▸ Written exercise: Take the records below from their first line through the line containing "0, 0, 608, 137", and switch every "Pardon the interruption" to "Excuse me" while leaving all else unchanged. Give back only those lines.

==== Data supplied

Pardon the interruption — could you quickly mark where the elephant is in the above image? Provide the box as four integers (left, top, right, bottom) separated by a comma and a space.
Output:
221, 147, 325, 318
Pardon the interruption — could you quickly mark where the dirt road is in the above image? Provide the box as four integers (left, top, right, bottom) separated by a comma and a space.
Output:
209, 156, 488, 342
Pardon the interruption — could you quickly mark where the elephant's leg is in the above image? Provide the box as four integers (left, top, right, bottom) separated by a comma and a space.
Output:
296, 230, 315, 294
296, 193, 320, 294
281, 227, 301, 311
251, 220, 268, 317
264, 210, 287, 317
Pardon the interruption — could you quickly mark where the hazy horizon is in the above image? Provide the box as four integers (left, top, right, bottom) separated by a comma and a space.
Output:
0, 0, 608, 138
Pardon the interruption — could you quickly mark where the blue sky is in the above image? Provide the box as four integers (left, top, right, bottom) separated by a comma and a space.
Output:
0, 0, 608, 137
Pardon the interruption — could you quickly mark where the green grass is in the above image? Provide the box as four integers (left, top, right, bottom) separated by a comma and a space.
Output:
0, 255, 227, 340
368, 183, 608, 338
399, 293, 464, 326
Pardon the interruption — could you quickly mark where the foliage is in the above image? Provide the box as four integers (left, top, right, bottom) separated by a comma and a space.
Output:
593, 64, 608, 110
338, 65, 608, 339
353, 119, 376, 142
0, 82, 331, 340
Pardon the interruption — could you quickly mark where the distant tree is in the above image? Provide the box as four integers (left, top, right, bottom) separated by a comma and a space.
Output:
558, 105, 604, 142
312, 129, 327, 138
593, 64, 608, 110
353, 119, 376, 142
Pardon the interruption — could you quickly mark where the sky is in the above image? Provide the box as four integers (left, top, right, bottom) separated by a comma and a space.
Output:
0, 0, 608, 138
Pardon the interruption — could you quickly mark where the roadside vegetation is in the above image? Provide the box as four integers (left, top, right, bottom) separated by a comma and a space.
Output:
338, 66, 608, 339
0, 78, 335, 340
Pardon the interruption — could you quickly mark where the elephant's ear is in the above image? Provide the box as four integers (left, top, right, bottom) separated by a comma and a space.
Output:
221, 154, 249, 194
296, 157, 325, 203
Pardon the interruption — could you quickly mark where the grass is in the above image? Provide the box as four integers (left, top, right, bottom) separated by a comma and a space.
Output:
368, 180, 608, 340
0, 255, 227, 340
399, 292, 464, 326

========

▸ Reply to the task:
Excuse me — could you quickly mark where the elephant is in the above image? Provide the box as four integers (left, top, right, bottom) separated by a comma and a space.
Output:
221, 147, 325, 318
Excuse me — could you quickly mark where the dirt road is in the above image? Provide the box as four integers (left, top, right, bottom) separated by a comma and a space.
Output:
209, 156, 488, 342
Excuse me — could you quickly mark where the elephant's leg is in the above image? Provide the box as four integers (left, top, right, bottom) separated by a comma and a space.
Output:
296, 230, 315, 294
296, 193, 320, 294
281, 227, 301, 311
251, 220, 268, 317
264, 210, 287, 317
Excuse me — could you quickly mark where the hazy horizon is in the above image? Provide the box as four integers (left, top, right, bottom) separated by a comma and a space.
Output:
0, 0, 608, 138
Excuse me — could you quickly mark where the blue sky is in the above image? Provide the box as four integers (left, top, right, bottom) separated by a comma and a space.
Output:
0, 0, 608, 137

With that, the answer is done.